### Your goal:
Rewrite the rows below with every "every instance" changed to "all instances", leaving everything else as it stands.

### Data lines:
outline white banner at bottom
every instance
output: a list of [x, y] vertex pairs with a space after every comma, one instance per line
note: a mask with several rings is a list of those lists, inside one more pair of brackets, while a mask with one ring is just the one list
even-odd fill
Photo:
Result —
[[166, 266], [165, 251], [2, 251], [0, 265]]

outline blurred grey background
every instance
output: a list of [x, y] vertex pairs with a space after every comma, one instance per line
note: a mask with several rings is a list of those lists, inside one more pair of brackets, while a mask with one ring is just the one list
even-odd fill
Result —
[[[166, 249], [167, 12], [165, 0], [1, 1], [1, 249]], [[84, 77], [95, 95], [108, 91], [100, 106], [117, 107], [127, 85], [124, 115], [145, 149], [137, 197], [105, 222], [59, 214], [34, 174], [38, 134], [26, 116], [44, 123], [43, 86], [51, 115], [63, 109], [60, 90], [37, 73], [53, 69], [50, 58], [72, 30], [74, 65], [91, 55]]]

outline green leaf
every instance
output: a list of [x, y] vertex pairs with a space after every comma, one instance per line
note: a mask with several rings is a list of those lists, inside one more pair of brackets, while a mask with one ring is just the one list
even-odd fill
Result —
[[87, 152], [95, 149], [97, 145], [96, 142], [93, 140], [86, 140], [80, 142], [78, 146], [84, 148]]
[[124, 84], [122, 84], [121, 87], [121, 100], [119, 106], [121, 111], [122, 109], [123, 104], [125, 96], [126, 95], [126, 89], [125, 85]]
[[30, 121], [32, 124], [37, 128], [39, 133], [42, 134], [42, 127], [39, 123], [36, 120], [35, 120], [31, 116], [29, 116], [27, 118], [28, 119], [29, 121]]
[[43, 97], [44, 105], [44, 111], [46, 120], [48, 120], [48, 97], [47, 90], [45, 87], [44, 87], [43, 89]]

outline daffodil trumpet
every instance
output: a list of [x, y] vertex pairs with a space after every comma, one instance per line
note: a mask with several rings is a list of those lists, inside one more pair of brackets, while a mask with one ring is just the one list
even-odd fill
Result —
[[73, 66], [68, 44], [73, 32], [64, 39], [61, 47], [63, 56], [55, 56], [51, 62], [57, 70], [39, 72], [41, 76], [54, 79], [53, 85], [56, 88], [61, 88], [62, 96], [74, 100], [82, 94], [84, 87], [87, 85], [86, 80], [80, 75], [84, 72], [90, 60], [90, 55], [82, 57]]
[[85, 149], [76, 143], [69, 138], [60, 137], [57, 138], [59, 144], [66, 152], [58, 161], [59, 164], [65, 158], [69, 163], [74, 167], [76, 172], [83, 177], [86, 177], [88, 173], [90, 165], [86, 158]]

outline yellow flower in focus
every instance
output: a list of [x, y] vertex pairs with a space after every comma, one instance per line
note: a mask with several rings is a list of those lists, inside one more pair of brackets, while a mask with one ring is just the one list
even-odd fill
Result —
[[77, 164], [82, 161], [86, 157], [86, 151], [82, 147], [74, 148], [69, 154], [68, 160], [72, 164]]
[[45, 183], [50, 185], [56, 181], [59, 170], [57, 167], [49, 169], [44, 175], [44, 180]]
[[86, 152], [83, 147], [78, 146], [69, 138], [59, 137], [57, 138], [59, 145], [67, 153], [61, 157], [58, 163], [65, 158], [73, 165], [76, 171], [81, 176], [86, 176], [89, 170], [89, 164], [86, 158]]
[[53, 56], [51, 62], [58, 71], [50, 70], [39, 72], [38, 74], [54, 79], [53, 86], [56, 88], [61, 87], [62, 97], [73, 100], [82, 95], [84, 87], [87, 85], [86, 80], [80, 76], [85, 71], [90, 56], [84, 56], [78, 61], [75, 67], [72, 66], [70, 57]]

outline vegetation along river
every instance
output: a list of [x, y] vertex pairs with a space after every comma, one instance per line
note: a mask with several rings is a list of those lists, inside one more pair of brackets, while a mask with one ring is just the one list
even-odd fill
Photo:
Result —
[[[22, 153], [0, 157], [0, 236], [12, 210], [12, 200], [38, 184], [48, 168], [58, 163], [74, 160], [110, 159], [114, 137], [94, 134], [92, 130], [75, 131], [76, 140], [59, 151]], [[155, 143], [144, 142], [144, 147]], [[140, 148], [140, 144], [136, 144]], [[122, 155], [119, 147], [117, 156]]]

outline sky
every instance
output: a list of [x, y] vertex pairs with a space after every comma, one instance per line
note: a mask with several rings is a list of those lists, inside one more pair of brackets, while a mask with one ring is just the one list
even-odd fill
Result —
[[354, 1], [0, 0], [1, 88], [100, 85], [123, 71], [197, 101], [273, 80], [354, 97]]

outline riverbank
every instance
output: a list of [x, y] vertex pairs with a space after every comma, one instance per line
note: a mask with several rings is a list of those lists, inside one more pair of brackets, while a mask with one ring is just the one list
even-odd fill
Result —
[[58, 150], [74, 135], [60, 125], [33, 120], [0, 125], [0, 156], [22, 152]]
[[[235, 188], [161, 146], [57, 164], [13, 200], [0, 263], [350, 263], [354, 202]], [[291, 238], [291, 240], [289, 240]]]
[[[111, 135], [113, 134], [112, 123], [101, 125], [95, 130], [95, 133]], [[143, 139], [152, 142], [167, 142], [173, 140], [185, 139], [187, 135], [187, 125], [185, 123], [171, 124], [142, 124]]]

### Written response:
outline white banner at bottom
all instances
output: a list of [x, y] vertex pairs with a space after every comma, one instance per line
note: a mask with several rings is a list of those lists, inside one more pair of brackets, while a mask with one ring is just the one list
even-odd fill
Photo:
Result —
[[166, 266], [165, 251], [2, 251], [0, 265]]

outline blurred grey background
all instances
output: a list of [x, y] vertex pairs with a space after every comma, one instance per line
note: a mask with several rings is a list of those lists, inside one more pair of brackets, while a mask with one ring is just the one list
even-odd fill
Result —
[[[166, 249], [167, 12], [165, 0], [1, 1], [1, 249]], [[84, 77], [95, 95], [108, 91], [100, 106], [117, 107], [127, 85], [124, 115], [145, 149], [137, 197], [105, 222], [59, 214], [34, 174], [38, 134], [26, 116], [44, 123], [43, 86], [51, 115], [63, 109], [60, 90], [37, 73], [53, 69], [50, 58], [72, 30], [74, 65], [91, 55]]]

outline green leaf
all instances
output: a list of [x, y] vertex pairs with a space after every comma, one instance per line
note: a mask with several rings is a list of those lists, inside one more pair of brackets, while a mask with one ring is just the one list
even-odd fill
Result —
[[87, 152], [95, 149], [97, 145], [96, 142], [93, 140], [86, 140], [80, 142], [78, 146], [84, 148]]
[[124, 84], [122, 84], [121, 87], [121, 100], [119, 106], [121, 111], [122, 109], [123, 104], [125, 96], [126, 95], [126, 89], [125, 85]]
[[30, 121], [32, 124], [37, 128], [39, 133], [42, 134], [42, 127], [39, 123], [36, 120], [35, 120], [31, 116], [29, 116], [27, 118], [28, 119], [29, 121]]
[[43, 97], [44, 105], [44, 111], [46, 120], [48, 120], [48, 97], [47, 90], [45, 87], [44, 87], [43, 89]]

outline daffodil trumpet
all instances
output: a list of [x, y] vertex pairs with a space after every comma, one instance per line
note: a mask with several rings is a list of those lists, inside one more pair of brackets, while a mask with one ring is just the one list
even-odd fill
Result —
[[73, 66], [68, 44], [73, 32], [64, 39], [61, 47], [63, 56], [55, 56], [51, 62], [57, 70], [39, 72], [41, 76], [54, 79], [53, 85], [56, 88], [61, 88], [62, 96], [74, 100], [82, 94], [84, 87], [87, 85], [86, 80], [80, 75], [84, 72], [90, 60], [90, 55], [82, 57]]
[[85, 149], [76, 143], [69, 138], [60, 137], [57, 138], [59, 144], [66, 152], [58, 161], [59, 164], [65, 158], [69, 163], [74, 167], [76, 172], [83, 177], [86, 177], [88, 173], [90, 165], [86, 158]]

outline yellow flower in focus
all instances
output: a list of [x, y] vertex pairs with a space after every comma, one instance per line
note: a mask with several rings is a list of those lists, inside one more pair of brackets, while a mask with one ring is just the one list
even-odd fill
Result —
[[77, 164], [82, 161], [86, 157], [86, 151], [82, 147], [74, 148], [69, 154], [68, 160], [72, 164]]
[[45, 183], [50, 185], [56, 181], [59, 170], [57, 167], [49, 169], [44, 175], [44, 180]]
[[86, 152], [83, 147], [78, 146], [69, 138], [59, 137], [57, 138], [59, 145], [67, 153], [61, 157], [58, 163], [65, 158], [73, 165], [76, 171], [81, 176], [86, 176], [89, 170], [89, 164], [86, 158]]
[[53, 56], [51, 62], [58, 71], [50, 70], [39, 72], [38, 74], [54, 79], [53, 86], [56, 88], [61, 87], [62, 97], [73, 100], [82, 95], [84, 87], [87, 85], [86, 80], [80, 76], [85, 71], [90, 56], [84, 56], [78, 61], [75, 67], [72, 66], [70, 57]]

outline vegetation along river
all instances
output: a list of [x, y] vertex pairs with a space after every comma, one instance per line
note: a mask with several rings is a list of those lists, inside one more pair of brackets, while a mask with one ring is just the one list
even-odd fill
Photo:
Result —
[[[22, 153], [0, 157], [0, 236], [12, 210], [12, 200], [38, 184], [48, 168], [58, 163], [74, 160], [110, 159], [114, 137], [94, 134], [92, 130], [75, 131], [76, 140], [59, 151]], [[155, 143], [144, 142], [144, 147]], [[140, 148], [140, 144], [136, 144]], [[122, 155], [119, 147], [117, 156]]]

outline sky
all instances
output: a list of [x, y] vertex pairs with a space after every comma, one instance per line
note: a mask with several rings is a list of those lists, inside one more pair of brackets, while a mask with one ring is just the one list
even-odd fill
Result —
[[354, 1], [0, 0], [1, 88], [100, 85], [123, 71], [197, 101], [273, 80], [354, 97]]

outline riverbank
all instances
output: a list of [x, y] vertex pairs with a space after every comma, one instance per line
note: a mask with several rings is a list of those lists, inside one more pair of brackets, while a mask with one ring is just the one list
even-odd fill
Result —
[[58, 150], [74, 135], [60, 125], [33, 120], [0, 125], [0, 156], [22, 152]]
[[[235, 188], [161, 146], [57, 164], [13, 200], [0, 263], [350, 263], [354, 202]], [[291, 238], [291, 240], [289, 240]]]
[[[111, 135], [113, 134], [112, 123], [101, 125], [95, 130], [95, 133]], [[143, 139], [152, 142], [167, 142], [173, 140], [185, 139], [187, 135], [187, 125], [185, 123], [171, 124], [142, 124]]]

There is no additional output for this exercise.